--- INPUT DATA ---

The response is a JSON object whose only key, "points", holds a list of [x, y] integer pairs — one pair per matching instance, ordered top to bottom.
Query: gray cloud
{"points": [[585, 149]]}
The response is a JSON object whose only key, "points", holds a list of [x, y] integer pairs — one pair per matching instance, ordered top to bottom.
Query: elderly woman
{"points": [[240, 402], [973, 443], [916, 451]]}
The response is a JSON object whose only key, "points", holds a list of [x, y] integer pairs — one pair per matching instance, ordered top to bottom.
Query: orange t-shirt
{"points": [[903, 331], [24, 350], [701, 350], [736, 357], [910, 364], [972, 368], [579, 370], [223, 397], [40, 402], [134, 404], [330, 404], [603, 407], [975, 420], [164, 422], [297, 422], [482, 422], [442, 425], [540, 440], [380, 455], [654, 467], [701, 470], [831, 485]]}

---
--- INPUT DATA ---

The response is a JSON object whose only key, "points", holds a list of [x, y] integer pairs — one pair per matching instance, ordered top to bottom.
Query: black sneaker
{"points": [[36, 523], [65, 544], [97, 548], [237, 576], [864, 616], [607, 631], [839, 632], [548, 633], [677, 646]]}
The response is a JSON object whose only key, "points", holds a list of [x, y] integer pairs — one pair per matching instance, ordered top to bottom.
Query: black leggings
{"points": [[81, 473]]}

---
--- INPUT DATA ---

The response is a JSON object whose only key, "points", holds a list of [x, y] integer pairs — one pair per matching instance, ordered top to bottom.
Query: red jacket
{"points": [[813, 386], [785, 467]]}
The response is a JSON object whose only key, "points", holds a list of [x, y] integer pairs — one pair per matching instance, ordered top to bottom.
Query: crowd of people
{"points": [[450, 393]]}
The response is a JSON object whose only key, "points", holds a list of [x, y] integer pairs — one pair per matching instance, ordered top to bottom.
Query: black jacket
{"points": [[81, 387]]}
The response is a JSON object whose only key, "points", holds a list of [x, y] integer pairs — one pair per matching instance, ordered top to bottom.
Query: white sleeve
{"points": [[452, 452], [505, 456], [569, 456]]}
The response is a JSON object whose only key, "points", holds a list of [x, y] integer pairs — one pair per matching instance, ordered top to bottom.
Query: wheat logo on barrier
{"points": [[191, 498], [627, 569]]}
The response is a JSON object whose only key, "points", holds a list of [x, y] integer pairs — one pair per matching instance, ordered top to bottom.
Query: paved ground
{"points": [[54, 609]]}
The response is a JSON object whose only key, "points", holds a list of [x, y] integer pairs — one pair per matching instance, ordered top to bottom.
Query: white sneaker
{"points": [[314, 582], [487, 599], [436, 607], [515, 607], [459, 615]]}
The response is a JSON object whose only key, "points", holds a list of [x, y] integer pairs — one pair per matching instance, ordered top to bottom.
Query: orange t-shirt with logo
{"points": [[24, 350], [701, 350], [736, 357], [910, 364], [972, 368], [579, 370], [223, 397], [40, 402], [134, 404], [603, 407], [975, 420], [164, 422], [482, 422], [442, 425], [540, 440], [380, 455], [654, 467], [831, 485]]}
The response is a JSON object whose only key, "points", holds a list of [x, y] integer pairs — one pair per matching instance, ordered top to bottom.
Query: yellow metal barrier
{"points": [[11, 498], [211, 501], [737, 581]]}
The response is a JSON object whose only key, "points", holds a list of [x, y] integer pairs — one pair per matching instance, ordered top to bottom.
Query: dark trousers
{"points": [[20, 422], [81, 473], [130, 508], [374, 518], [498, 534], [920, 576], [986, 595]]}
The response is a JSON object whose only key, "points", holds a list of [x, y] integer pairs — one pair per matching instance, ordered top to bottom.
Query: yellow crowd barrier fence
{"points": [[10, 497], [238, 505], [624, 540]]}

---

> PROBLEM DETAILS:
Which lines in the records above contain the word "logo"? Case counts. Pick out each such line and copy it in full.

> TASK SOLUTION:
Query: wheat logo on barrier
Query: orange t-shirt with logo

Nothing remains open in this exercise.